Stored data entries
____

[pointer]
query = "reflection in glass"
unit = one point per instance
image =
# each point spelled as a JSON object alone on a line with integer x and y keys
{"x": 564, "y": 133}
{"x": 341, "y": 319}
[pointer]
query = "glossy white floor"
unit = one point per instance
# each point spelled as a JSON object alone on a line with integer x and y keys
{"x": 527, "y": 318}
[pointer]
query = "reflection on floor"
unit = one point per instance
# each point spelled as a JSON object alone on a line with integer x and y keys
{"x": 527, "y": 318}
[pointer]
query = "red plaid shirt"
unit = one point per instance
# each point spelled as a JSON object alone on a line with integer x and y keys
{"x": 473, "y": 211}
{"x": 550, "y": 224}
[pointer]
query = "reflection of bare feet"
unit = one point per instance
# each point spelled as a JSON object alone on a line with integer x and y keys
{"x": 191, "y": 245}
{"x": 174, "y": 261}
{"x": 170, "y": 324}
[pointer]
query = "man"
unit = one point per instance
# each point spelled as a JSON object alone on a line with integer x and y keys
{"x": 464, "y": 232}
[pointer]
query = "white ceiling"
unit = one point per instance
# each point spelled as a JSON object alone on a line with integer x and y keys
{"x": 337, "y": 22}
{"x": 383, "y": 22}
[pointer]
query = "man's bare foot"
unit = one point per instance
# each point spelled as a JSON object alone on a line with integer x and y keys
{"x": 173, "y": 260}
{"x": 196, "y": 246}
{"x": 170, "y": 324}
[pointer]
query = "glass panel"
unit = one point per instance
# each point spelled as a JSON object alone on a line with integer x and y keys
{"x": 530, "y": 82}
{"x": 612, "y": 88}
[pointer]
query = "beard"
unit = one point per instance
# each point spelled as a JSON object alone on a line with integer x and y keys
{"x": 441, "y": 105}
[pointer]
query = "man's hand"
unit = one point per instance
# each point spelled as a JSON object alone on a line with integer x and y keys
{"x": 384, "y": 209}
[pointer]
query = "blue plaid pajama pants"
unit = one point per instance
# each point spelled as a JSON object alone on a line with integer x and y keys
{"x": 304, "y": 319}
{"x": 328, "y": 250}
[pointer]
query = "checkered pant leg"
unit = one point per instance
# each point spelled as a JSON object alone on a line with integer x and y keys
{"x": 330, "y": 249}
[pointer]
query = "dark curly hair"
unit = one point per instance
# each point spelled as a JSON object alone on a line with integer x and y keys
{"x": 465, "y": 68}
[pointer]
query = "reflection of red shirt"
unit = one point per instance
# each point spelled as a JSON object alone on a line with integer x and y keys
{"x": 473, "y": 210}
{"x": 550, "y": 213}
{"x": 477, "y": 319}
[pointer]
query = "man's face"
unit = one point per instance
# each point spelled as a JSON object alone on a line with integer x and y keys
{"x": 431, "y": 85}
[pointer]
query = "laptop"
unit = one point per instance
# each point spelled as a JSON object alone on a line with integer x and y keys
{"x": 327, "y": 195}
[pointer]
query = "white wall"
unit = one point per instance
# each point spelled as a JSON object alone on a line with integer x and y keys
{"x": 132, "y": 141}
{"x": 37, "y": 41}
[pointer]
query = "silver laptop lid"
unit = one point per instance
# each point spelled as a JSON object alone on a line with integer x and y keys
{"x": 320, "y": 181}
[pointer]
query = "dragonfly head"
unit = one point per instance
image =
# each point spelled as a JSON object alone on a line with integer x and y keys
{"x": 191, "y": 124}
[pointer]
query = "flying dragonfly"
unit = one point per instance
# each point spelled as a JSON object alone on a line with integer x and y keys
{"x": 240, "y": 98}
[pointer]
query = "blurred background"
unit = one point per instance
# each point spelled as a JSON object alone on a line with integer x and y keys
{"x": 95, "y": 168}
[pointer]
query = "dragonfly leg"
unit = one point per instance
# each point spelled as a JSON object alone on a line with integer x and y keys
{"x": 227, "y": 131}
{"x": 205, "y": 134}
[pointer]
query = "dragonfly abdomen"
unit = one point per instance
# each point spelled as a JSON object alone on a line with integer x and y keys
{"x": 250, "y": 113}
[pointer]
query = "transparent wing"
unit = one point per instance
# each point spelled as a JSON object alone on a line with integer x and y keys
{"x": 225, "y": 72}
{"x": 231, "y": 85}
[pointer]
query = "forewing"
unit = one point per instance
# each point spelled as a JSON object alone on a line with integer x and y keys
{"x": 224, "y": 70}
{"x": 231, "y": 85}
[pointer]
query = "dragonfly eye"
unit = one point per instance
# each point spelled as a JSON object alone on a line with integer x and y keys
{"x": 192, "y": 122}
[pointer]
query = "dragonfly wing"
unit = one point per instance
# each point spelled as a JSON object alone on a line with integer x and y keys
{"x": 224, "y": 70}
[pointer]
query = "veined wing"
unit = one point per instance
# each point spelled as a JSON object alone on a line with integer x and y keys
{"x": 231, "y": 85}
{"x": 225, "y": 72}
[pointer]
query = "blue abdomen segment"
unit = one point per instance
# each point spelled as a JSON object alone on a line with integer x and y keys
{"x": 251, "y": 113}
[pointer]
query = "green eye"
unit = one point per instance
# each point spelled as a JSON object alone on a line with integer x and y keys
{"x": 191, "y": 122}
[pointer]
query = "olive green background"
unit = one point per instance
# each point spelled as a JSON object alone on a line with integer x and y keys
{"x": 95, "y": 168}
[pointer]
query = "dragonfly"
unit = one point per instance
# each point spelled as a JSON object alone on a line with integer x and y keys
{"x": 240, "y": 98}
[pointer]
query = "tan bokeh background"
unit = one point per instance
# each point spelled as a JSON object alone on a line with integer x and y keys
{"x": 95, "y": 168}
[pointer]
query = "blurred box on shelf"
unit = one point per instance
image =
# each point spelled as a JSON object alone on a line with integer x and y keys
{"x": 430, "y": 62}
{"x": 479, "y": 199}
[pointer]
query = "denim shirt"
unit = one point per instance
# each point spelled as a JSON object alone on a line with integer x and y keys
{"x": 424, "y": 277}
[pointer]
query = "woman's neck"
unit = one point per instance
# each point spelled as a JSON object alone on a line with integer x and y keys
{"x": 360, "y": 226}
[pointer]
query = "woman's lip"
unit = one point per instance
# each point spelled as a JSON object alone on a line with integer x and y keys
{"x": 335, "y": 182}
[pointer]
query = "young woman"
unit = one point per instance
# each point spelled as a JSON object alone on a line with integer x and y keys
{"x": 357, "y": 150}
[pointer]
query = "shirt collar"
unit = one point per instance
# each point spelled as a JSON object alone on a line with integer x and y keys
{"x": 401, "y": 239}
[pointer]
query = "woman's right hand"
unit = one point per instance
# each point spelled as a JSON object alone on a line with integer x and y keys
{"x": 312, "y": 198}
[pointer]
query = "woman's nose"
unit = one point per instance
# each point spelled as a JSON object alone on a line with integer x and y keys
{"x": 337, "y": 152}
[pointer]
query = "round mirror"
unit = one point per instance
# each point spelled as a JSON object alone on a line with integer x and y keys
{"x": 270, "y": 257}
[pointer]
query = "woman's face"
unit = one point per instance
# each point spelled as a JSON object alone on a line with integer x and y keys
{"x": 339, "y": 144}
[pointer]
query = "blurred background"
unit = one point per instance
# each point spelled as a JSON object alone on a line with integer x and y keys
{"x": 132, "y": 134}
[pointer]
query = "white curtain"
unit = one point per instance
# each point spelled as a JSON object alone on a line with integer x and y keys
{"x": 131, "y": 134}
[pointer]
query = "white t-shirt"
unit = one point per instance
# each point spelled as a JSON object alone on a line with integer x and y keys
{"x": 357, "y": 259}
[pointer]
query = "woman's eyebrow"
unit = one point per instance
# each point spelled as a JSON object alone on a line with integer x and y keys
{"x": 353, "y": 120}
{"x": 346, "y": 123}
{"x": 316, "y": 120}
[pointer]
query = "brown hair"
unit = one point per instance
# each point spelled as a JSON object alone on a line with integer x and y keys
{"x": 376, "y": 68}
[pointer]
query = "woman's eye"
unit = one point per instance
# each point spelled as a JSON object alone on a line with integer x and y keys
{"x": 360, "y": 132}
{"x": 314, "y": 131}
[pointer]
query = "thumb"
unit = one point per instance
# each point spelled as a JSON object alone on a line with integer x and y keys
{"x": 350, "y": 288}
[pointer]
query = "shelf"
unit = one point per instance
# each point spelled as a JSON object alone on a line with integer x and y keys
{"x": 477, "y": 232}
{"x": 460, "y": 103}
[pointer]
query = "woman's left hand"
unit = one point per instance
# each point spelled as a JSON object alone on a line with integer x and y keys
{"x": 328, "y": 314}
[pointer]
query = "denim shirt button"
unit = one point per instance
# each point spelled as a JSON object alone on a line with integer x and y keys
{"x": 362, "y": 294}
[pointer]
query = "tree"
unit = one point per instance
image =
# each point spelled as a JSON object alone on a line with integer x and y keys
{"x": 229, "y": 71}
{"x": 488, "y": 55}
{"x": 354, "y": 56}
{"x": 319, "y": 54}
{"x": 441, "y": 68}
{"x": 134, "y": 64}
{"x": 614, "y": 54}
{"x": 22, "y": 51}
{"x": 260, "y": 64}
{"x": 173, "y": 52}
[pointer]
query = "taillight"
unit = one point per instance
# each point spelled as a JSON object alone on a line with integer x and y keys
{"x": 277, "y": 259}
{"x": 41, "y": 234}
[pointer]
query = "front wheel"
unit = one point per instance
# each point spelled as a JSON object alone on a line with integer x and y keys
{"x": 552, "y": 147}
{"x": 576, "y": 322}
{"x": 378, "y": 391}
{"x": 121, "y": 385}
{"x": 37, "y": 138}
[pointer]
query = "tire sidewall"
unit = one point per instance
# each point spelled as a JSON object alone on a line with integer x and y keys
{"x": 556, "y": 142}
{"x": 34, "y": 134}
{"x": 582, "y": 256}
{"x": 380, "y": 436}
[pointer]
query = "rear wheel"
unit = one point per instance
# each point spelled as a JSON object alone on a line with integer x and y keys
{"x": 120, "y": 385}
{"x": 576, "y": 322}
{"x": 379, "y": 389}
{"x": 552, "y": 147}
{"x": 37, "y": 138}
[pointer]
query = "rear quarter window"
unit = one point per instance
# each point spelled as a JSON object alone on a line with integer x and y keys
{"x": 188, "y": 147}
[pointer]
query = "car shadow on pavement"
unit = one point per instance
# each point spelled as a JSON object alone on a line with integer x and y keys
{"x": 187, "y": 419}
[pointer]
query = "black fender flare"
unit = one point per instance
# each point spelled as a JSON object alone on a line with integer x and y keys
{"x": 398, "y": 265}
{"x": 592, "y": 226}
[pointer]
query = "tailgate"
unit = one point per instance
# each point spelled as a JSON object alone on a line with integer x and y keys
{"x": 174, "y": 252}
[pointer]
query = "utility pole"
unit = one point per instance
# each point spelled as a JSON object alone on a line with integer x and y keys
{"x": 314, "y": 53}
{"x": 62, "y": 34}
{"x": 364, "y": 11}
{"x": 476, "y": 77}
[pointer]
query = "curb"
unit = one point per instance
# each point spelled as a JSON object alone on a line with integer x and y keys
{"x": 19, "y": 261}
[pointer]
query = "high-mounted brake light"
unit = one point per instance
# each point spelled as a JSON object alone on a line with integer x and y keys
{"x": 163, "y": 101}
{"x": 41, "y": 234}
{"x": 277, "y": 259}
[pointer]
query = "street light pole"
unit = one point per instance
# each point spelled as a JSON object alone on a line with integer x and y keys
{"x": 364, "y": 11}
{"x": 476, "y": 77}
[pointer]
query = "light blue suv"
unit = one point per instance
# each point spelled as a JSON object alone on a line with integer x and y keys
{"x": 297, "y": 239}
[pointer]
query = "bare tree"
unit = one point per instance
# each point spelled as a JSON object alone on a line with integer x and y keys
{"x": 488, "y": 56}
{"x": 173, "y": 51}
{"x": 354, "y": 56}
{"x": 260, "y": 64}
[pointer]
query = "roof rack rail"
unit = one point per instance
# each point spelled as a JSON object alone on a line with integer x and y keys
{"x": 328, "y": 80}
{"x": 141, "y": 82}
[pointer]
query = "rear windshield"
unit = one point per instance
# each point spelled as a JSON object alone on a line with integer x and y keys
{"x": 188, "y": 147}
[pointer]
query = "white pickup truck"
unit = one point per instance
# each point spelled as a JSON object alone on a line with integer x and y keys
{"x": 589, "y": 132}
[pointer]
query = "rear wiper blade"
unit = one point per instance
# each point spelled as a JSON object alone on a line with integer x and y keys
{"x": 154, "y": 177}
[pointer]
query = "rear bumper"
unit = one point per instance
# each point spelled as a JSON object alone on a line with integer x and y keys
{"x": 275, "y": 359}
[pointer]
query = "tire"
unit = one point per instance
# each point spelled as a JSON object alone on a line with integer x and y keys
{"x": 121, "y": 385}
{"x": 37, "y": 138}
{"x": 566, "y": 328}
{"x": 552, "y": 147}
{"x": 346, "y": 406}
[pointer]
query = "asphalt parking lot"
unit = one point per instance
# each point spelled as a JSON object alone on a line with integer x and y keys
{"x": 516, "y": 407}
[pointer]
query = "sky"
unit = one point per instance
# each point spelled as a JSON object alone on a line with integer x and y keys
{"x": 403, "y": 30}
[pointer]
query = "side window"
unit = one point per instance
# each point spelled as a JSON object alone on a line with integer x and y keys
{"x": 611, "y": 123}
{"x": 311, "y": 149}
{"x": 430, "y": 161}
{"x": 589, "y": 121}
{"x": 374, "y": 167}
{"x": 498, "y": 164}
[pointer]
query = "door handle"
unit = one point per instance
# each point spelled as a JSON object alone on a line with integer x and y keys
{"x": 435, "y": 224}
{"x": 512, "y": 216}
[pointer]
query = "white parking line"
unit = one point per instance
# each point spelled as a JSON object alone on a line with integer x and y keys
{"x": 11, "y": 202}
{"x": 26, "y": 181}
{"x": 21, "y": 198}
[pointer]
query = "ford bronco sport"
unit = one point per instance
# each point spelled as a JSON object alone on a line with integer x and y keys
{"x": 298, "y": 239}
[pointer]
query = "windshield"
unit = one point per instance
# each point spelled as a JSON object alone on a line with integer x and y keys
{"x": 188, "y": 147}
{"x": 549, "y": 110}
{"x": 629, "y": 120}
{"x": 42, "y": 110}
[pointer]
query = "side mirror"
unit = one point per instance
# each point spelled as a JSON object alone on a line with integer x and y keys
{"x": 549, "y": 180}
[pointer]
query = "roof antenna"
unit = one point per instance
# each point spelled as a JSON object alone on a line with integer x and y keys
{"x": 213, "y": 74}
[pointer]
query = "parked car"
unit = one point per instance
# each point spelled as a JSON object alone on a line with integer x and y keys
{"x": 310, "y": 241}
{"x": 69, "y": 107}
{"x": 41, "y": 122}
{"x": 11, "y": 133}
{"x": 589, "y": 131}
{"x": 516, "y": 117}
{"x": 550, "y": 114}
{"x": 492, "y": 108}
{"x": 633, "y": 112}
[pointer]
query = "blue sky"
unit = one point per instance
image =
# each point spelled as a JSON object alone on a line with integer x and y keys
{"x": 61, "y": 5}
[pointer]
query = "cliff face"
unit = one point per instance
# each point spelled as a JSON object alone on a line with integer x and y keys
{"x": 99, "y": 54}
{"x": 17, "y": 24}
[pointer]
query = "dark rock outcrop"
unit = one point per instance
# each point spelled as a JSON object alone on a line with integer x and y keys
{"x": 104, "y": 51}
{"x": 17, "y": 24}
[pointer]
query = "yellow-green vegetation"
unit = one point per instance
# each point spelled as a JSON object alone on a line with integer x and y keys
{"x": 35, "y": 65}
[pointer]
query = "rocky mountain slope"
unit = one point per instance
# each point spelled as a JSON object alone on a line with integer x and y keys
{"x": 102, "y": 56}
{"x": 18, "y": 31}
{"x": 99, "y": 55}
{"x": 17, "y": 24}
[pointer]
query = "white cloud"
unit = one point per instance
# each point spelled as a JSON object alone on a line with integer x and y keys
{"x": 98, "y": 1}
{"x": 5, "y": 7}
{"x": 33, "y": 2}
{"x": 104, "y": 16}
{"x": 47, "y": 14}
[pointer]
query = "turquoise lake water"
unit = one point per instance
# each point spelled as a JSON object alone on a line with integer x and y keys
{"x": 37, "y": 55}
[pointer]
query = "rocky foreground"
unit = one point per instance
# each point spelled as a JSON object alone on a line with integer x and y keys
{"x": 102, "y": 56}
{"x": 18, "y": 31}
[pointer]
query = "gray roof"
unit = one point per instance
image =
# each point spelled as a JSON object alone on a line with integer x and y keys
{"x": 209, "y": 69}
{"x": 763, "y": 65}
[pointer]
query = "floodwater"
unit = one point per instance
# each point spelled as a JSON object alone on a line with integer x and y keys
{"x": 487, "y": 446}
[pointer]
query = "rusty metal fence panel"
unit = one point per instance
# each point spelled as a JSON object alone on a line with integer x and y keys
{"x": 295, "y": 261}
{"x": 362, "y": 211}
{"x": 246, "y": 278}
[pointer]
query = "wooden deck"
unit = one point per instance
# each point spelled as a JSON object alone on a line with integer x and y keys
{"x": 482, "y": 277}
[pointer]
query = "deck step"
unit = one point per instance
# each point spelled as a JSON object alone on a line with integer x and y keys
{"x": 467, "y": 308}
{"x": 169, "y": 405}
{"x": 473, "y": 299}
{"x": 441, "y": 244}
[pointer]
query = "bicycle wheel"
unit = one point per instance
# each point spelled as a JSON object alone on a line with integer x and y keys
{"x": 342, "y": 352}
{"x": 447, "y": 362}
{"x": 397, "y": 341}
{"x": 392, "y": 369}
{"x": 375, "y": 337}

____

PROBLEM DESCRIPTION
Collect each line above holding the string "roof".

EXERCISE RESULT
query = "roof rack rail"
query = "roof antenna"
query = "gray roof"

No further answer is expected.